● **Objective 1**:
Answer these questions using the passage on inner speech and abstract concepts.
(a) What do inner speech and the articulatory system together form?
(b) Which brain region's activation during abstract word processing does the passage mention?
(c) What examples of articulatory suppression are given?
● **Objective 2**: Carry on writing the passage on inner speech and abstract concepts, picking up after its final sentence.
--- Provided text ---
While these studies focus more on the inner articulation of word pronunciation, we hypothesise that during the processing of ACs the articulatory component of inner speech is tightly linked to semantic access. Hence, we would use inner speech to search for word meaning and to re-explain to ourselves the meaning of ACs. One could argue that, if no meaning representation is already present, there would be nothing to re-explain to ourselves through IS. However, suppose that I have some partial information derived from different sources on what “atom” means. Inner speech would help us to put this sparse information together in an ordered way aiming to determine what the word “atom” really means and whether it is concrete or abstract (for more details on a possible role of inner speech with abstract concepts, see Borghi, 2020; Borghi et al., 2020). We are not arguing that participants would use this mechanism to decide whether a word is abstract or concrete, but to access the word meaning. Consistently, recent evidence suggests that during abstract thought, neural areas linked to inner speech, intended as a form of covert linguistic production, are activated (Berkovich-Ohana et al., 2020). As anticipated in the introduction, in our view, abstract and concrete words do not represent a dichotomy, but more abstract words are more challenging and generate more uncertainty as to their meaning. Because of the higher uncertainty of word meaning, we hypothesise that inner speech is more likely to be utilised in the semantic search of abstract than of concrete words, and that the recruitment of inner speech involves articulation, as shown by several pieces of evidence (review in Loevenbruck et al., 2018). Using inner speech does not exclude that the semantic control areas are activated (see Coutanche & Thompson-Schill, 2015; Ralph et al., 2010). Inner speech and the articulatory system form the phonological loop (Chella & Pipitone, 2020).
We propose that the processing of visually presented words might entail the phonological loop (which includes the articulatory system activation) and that this phenomenon might be more engaged in the case of abstract as opposed to concrete concepts. Indeed, the phonological loop has a fundamental role in increasing the short-term memory capacity and in generating complex forms of language (Aboitiz et al., 2010). This is compatible with activation of the left inferior frontal gyrus (LIFG) during abstract word processing. Such activation has been interpreted as reflecting the longer time required by the items to be processed in the short-term phonological memory (Binder et al., 2005; Borghi et al., 2019). The role of the phonological loop is, in our view, more critical for abstract concepts, which are more complex and have a stronger socio-linguistic component than concrete ones. In our experiment, we tested whether the articulatory suppression interferes with the phonological loop during the concepts’ silent reading.
Once we have realised that such a meaning representation is not available, we would use the mouth motor system to prepare ourselves to ask information to others through outer speech, because we are aware of the inadequacy of our concepts (“social metacognition” mechanism) (Borghi et al., 2018a, 2020; Fini & Borghi, 2019).
Hypothesis of the current study
To test the involvement of inner speech during word processing, we used articulatory suppression. Articulatory suppression (i.e., number, word, syllable repetition) has been widely used to interfere with inner speech on cognitive tasks (Baldo et al., 2005; Lidstone et al., 2010).
--- Provided records ---
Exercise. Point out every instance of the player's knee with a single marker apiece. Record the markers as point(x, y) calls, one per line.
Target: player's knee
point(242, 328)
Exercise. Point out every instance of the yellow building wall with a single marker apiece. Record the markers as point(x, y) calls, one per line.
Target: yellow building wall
---
● **Reply 1**:
(a) The phonological loop.
(b) The left inferior frontal gyrus (LIFG).
(c) Number, word, and syllable repetition.

● **Reply 2**:
We hypothesise that articulatory suppression, disrupting inner speech, impairs the processing of ACs but not of CCs, since linguistic experience is more crucial for the representation of ACs than of CCs. To test this hypothesis, participants were asked to repeat a syllable during the processing of ACs and CCs continuously. Ideally, articulatory suppression is employed along with an additional condition including a nonverbal task: this allows investigators to control for effects of dual-tasking and to identify effects specific to inner speech (Alderson-Day & Fernyhough, 2015). Thus we contrasted the articulatory suppression with a manipulation condition, in which participants had to manipulate a softball. If ACs activate IS, hence the mouth, and CCs the hand motor system, manipulation and articulatory suppression should exert opposite effects on Acs and CCs. Notably, we selected concrete words whose referents are typically acted upon with a hand action, excluding words referring to objects involved in oral actions (see Materials for more details).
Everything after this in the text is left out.